▶ _Given records_
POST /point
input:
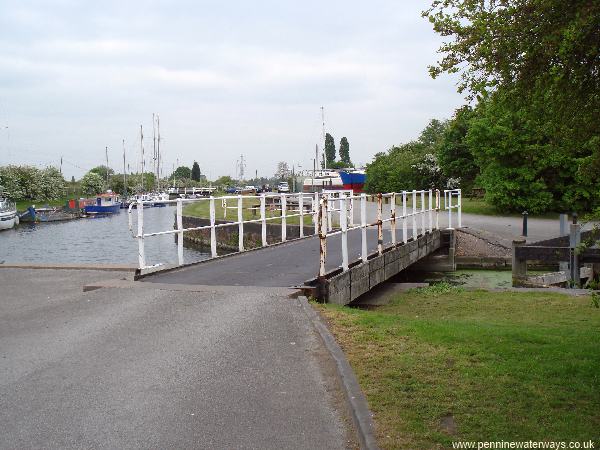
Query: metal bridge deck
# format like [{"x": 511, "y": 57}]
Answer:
[{"x": 284, "y": 265}]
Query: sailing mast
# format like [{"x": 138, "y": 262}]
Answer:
[
  {"x": 154, "y": 144},
  {"x": 124, "y": 172},
  {"x": 142, "y": 149},
  {"x": 158, "y": 154},
  {"x": 323, "y": 120}
]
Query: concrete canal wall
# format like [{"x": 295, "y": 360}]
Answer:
[{"x": 227, "y": 237}]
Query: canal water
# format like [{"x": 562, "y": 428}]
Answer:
[{"x": 102, "y": 240}]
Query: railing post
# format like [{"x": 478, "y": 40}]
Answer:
[
  {"x": 141, "y": 252},
  {"x": 263, "y": 220},
  {"x": 329, "y": 213},
  {"x": 301, "y": 208},
  {"x": 404, "y": 219},
  {"x": 315, "y": 209},
  {"x": 363, "y": 225},
  {"x": 437, "y": 209},
  {"x": 322, "y": 217},
  {"x": 240, "y": 223},
  {"x": 459, "y": 208},
  {"x": 213, "y": 231},
  {"x": 393, "y": 218},
  {"x": 379, "y": 224},
  {"x": 414, "y": 215},
  {"x": 423, "y": 212},
  {"x": 344, "y": 226},
  {"x": 430, "y": 198},
  {"x": 448, "y": 197},
  {"x": 180, "y": 233}
]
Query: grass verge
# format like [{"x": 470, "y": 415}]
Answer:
[{"x": 440, "y": 365}]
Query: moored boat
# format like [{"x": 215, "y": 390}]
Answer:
[
  {"x": 108, "y": 203},
  {"x": 8, "y": 214},
  {"x": 353, "y": 179},
  {"x": 322, "y": 179}
]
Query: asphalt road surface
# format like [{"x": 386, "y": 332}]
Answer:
[{"x": 149, "y": 368}]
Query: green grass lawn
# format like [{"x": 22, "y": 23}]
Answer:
[
  {"x": 441, "y": 364},
  {"x": 202, "y": 209},
  {"x": 24, "y": 204}
]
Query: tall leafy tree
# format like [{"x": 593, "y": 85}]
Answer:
[
  {"x": 395, "y": 170},
  {"x": 92, "y": 183},
  {"x": 195, "y": 172},
  {"x": 329, "y": 149},
  {"x": 534, "y": 67},
  {"x": 183, "y": 172},
  {"x": 433, "y": 133},
  {"x": 345, "y": 151}
]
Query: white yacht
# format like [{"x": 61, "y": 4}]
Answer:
[{"x": 8, "y": 214}]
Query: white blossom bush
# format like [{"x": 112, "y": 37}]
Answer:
[
  {"x": 429, "y": 171},
  {"x": 92, "y": 183}
]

▶ _Given request_
Update the data above, changing every "canal" to "river" and leaving everything else as it is. Leave the pictures out.

▶ _Output of the task_
POST /point
input:
Query: metal bridge deck
# format like [{"x": 511, "y": 57}]
Answer:
[{"x": 284, "y": 265}]
Query: sailing mast
# format like [{"x": 138, "y": 262}]
Answer:
[
  {"x": 154, "y": 144},
  {"x": 124, "y": 172},
  {"x": 142, "y": 149},
  {"x": 158, "y": 154},
  {"x": 323, "y": 120}
]
Query: concrete river wall
# format like [{"x": 295, "y": 360}]
Answer:
[{"x": 227, "y": 237}]
Query: river water
# format like [{"x": 562, "y": 428}]
Answer:
[{"x": 102, "y": 240}]
Query: railing post
# format like [{"x": 478, "y": 40}]
Answer:
[
  {"x": 141, "y": 252},
  {"x": 263, "y": 220},
  {"x": 329, "y": 213},
  {"x": 301, "y": 208},
  {"x": 404, "y": 219},
  {"x": 315, "y": 209},
  {"x": 363, "y": 225},
  {"x": 437, "y": 209},
  {"x": 322, "y": 217},
  {"x": 240, "y": 223},
  {"x": 459, "y": 208},
  {"x": 213, "y": 231},
  {"x": 393, "y": 218},
  {"x": 379, "y": 224},
  {"x": 414, "y": 215},
  {"x": 423, "y": 212},
  {"x": 344, "y": 226},
  {"x": 430, "y": 198},
  {"x": 448, "y": 197},
  {"x": 180, "y": 233}
]
Query: grass verge
# format like [{"x": 470, "y": 415}]
Answer:
[{"x": 440, "y": 365}]
Query: moored boat
# format like [{"x": 215, "y": 390}]
Answer:
[
  {"x": 108, "y": 203},
  {"x": 8, "y": 214},
  {"x": 353, "y": 179},
  {"x": 322, "y": 179}
]
Query: asphalt road surface
# format like [{"x": 386, "y": 332}]
Answer:
[{"x": 149, "y": 368}]
Query: green grass lawn
# format like [{"x": 22, "y": 23}]
Answer:
[
  {"x": 441, "y": 364},
  {"x": 202, "y": 209},
  {"x": 24, "y": 204}
]
Query: tall leafy tree
# format like [{"x": 593, "y": 85}]
Answer:
[
  {"x": 395, "y": 170},
  {"x": 92, "y": 183},
  {"x": 195, "y": 172},
  {"x": 329, "y": 149},
  {"x": 534, "y": 67},
  {"x": 183, "y": 172},
  {"x": 433, "y": 133},
  {"x": 345, "y": 151}
]
Query: white yacht
# format like [{"x": 61, "y": 4}]
Answer:
[{"x": 8, "y": 214}]
Query: white blossom bush
# format like [{"x": 112, "y": 37}]
Answer:
[
  {"x": 429, "y": 171},
  {"x": 92, "y": 183}
]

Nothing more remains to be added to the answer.